The task
Return the listing below word for word, starting at its first line and ending at the line containing "point(207, 409)", with both of those lines included. Leave the picture out of your answer.

::::::::::

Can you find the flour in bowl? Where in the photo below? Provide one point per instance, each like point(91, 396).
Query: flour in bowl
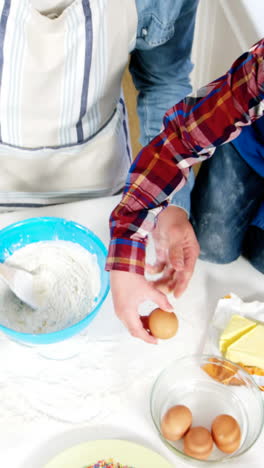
point(66, 283)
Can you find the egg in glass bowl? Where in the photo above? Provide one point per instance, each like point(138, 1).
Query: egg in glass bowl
point(207, 409)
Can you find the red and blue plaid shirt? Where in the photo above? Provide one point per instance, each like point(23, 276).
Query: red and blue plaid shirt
point(192, 130)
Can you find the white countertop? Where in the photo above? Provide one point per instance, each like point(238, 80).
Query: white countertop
point(103, 388)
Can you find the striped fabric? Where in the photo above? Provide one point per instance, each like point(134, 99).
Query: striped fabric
point(192, 130)
point(63, 124)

::::::::::

Worked solution
Can you find the flour in bowl? Where in the photo below? Provide one point per instance, each like point(91, 396).
Query: flour in bowl
point(66, 283)
Can you find the egg in glass bowl? Where in the photo above? Provide one point per instance, each like point(138, 1).
Query: egg in glass bowl
point(207, 409)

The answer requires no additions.